_What you should do_. The result should be every line that contains the word "blue", taken from the material.
━━━━
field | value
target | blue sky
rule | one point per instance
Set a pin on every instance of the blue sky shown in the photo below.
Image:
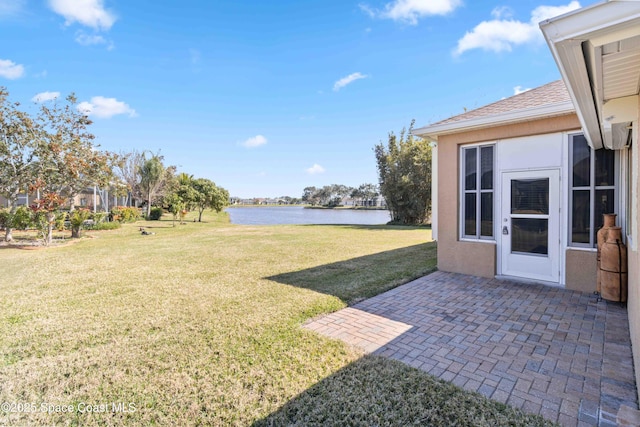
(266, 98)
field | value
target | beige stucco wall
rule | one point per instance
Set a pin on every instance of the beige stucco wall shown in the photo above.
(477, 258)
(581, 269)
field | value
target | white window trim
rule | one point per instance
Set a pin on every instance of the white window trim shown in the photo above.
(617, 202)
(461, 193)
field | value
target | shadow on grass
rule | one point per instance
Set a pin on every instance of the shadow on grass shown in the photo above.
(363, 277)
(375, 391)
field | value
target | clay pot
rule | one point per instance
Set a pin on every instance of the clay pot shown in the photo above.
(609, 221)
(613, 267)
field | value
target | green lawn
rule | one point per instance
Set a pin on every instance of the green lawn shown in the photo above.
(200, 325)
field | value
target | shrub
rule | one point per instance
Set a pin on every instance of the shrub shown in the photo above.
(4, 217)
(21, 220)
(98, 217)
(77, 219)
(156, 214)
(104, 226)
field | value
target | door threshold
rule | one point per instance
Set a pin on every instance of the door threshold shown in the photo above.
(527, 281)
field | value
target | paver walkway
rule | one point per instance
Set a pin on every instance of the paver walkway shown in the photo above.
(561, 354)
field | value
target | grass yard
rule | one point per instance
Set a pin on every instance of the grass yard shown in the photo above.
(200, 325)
━━━━
_Exercise response_.
target | blue sky
Set a pin on every instance of the blue sky shown in the photo below.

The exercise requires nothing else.